(Labeling and segmentation records)
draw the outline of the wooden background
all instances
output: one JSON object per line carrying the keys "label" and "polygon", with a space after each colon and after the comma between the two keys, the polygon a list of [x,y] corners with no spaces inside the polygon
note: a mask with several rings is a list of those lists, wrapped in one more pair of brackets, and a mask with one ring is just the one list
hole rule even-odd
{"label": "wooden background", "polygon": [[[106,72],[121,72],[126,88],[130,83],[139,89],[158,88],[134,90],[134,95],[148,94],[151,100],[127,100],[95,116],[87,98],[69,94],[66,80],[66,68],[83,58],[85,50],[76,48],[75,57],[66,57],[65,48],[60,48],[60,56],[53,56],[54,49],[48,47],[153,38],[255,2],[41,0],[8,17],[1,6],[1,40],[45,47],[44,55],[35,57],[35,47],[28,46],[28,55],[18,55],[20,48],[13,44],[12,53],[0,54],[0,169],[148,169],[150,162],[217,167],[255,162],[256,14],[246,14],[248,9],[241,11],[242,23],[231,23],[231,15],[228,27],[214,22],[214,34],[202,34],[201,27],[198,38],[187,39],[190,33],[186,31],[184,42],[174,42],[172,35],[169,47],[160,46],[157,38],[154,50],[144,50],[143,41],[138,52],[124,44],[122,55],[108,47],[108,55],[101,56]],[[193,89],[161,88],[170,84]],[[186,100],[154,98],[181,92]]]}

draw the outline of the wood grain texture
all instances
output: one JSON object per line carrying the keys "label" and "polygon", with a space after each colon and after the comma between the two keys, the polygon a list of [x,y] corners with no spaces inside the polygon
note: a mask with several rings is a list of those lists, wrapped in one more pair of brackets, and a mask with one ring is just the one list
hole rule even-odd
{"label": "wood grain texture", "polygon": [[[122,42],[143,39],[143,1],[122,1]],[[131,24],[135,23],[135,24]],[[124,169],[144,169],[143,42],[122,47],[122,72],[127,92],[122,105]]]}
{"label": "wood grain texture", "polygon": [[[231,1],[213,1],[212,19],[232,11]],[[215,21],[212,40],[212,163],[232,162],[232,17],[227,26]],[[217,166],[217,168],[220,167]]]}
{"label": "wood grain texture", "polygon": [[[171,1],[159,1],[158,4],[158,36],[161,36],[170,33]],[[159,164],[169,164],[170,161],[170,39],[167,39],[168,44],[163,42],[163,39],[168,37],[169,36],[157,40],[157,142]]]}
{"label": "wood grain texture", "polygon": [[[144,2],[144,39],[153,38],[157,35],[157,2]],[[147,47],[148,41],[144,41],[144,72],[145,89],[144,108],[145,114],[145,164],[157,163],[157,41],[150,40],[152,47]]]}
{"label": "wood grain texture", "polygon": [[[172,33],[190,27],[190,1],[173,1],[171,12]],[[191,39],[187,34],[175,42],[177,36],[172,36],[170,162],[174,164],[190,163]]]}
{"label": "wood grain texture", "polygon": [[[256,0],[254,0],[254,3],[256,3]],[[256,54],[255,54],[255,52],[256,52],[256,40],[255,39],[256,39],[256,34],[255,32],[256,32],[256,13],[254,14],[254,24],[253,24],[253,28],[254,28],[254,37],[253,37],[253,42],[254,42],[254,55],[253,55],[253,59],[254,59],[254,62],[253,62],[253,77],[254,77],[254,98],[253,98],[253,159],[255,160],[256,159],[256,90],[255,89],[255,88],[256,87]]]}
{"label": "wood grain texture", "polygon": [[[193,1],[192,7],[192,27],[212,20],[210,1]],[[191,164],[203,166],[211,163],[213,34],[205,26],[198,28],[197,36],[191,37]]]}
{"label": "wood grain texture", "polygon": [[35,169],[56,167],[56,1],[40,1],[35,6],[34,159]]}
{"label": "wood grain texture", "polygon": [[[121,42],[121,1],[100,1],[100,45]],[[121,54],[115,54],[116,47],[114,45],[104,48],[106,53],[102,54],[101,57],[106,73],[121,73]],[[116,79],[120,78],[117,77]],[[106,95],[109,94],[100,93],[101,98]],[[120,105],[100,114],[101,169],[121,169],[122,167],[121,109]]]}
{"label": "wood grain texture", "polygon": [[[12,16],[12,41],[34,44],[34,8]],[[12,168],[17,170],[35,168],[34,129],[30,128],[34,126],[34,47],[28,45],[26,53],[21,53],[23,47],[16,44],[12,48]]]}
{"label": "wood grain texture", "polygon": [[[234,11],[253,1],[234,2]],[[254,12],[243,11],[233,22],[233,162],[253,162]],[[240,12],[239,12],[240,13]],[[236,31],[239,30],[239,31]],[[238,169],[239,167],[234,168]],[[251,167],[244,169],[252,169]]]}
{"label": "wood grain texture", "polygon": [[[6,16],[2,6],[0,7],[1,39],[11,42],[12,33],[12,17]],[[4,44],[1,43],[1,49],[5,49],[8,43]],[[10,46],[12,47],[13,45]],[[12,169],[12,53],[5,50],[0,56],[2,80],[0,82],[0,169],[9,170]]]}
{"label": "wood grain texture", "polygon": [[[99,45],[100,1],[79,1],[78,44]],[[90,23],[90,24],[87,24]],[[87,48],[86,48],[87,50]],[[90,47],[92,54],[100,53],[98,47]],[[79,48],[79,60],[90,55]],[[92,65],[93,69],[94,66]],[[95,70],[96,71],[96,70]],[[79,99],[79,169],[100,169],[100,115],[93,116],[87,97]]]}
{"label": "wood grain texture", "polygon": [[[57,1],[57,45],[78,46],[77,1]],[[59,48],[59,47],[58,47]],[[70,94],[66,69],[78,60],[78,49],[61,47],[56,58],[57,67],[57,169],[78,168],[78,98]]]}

Goal
Using the data above, reproduce every line exactly.

Finished exercise
draw the outline of the wooden background
all instances
output: one JSON object per line carrying the keys "label" and "polygon", with a space after each colon and after the comma between the two keys, the polygon a list of [x,y] corners with no spaces inside the polygon
note: a mask with several rings is a list of those lists, wrapped in one more pair of brackets, and a mask with one ring is just the one list
hole rule even-odd
{"label": "wooden background", "polygon": [[[106,72],[121,72],[126,88],[130,83],[139,89],[158,88],[134,90],[134,95],[148,94],[151,100],[127,100],[95,116],[87,98],[69,94],[66,80],[66,68],[83,58],[85,50],[76,48],[75,57],[66,57],[65,48],[60,48],[60,56],[53,56],[54,49],[48,47],[153,38],[255,2],[41,0],[8,17],[1,6],[1,40],[45,47],[44,55],[35,57],[35,47],[28,46],[28,55],[18,55],[20,48],[13,44],[12,53],[0,54],[0,169],[148,169],[150,162],[217,167],[255,162],[256,14],[246,14],[248,9],[241,11],[242,23],[231,23],[231,15],[228,27],[214,22],[214,34],[202,34],[201,27],[198,38],[187,39],[190,33],[186,31],[184,42],[174,42],[172,35],[169,47],[160,46],[157,38],[154,50],[144,50],[143,41],[138,52],[124,44],[122,55],[108,47],[108,55],[101,56]],[[193,89],[161,88],[170,84]],[[186,100],[154,98],[181,92]]]}

draw the outline of the wood grain texture
all instances
output: one JSON object per line carrying the keys "label" and "polygon", with a space after each colon and after the comma between the two keys, the polygon a list of [x,y] corners with no spaces inside the polygon
note: a mask with several rings is a list of those lists, wrapped in one more pair of brackets, and a mask with one ring is just the one list
hole rule even-odd
{"label": "wood grain texture", "polygon": [[[122,42],[143,39],[143,1],[122,1]],[[131,24],[135,23],[135,24]],[[124,169],[144,169],[143,42],[122,47],[122,72],[127,92],[122,105]]]}
{"label": "wood grain texture", "polygon": [[[231,1],[213,1],[212,19],[232,11]],[[215,21],[212,40],[212,163],[232,162],[232,17],[227,26]],[[217,166],[217,168],[220,167]]]}
{"label": "wood grain texture", "polygon": [[[171,1],[159,1],[158,4],[158,36],[161,36],[170,33]],[[159,164],[169,164],[170,161],[170,39],[167,39],[168,44],[163,42],[163,39],[168,37],[169,36],[157,40],[157,142]]]}
{"label": "wood grain texture", "polygon": [[[144,2],[144,39],[153,38],[157,35],[157,2]],[[147,47],[148,41],[144,41],[144,72],[145,89],[144,108],[145,114],[145,164],[157,163],[157,41],[150,40],[152,47]]]}
{"label": "wood grain texture", "polygon": [[[172,33],[190,27],[190,1],[173,1],[171,12]],[[191,39],[187,34],[175,42],[177,36],[172,36],[170,162],[174,164],[190,163]]]}
{"label": "wood grain texture", "polygon": [[[256,0],[254,0],[254,3],[256,3]],[[256,54],[255,54],[255,52],[256,52],[256,40],[255,39],[256,39],[256,34],[255,32],[256,32],[256,13],[254,14],[254,24],[253,24],[253,28],[254,28],[254,37],[253,37],[253,42],[254,42],[254,55],[253,55],[253,59],[254,59],[254,62],[253,62],[253,77],[254,77],[254,98],[253,98],[253,159],[255,160],[256,159],[256,90],[255,89],[255,88],[256,87]]]}
{"label": "wood grain texture", "polygon": [[[193,1],[192,7],[192,27],[212,20],[210,1]],[[191,164],[203,166],[211,163],[213,34],[205,26],[198,28],[197,36],[191,37]]]}
{"label": "wood grain texture", "polygon": [[35,169],[56,167],[56,1],[40,1],[35,6],[34,159]]}
{"label": "wood grain texture", "polygon": [[[121,42],[121,1],[100,1],[100,45]],[[121,54],[115,54],[116,47],[114,45],[104,48],[106,53],[102,54],[101,57],[106,73],[121,73]],[[116,79],[120,78],[117,77]],[[106,95],[109,94],[100,93],[101,98]],[[120,105],[100,114],[101,169],[121,169],[122,167],[121,109]]]}
{"label": "wood grain texture", "polygon": [[[12,16],[12,41],[34,44],[34,8]],[[12,168],[17,170],[35,168],[34,129],[30,128],[34,126],[34,47],[28,45],[26,53],[21,53],[23,47],[16,44],[12,48]]]}
{"label": "wood grain texture", "polygon": [[[234,11],[253,1],[234,2]],[[254,12],[243,11],[233,22],[233,162],[253,162]],[[240,12],[239,12],[240,13]],[[236,31],[239,30],[239,31]],[[238,169],[239,167],[234,168]],[[251,167],[244,169],[252,169]]]}
{"label": "wood grain texture", "polygon": [[[6,16],[2,6],[0,7],[1,39],[11,42],[12,33],[12,17]],[[4,44],[1,43],[1,49],[5,49],[8,43]],[[10,46],[12,47],[13,45]],[[12,169],[12,53],[5,50],[0,56],[2,80],[0,82],[0,169],[9,170]]]}
{"label": "wood grain texture", "polygon": [[[99,45],[100,1],[79,1],[78,44]],[[90,23],[90,24],[87,24]],[[87,48],[86,48],[87,50]],[[90,47],[92,54],[100,53],[98,47]],[[79,48],[79,60],[90,55]],[[92,65],[93,69],[94,66]],[[95,70],[96,71],[96,70]],[[79,99],[79,169],[100,169],[100,115],[93,116],[87,97]]]}
{"label": "wood grain texture", "polygon": [[[57,1],[57,45],[78,46],[77,1]],[[59,48],[59,47],[58,47]],[[70,94],[66,69],[78,60],[78,49],[61,47],[56,58],[57,67],[57,169],[78,168],[78,98]]]}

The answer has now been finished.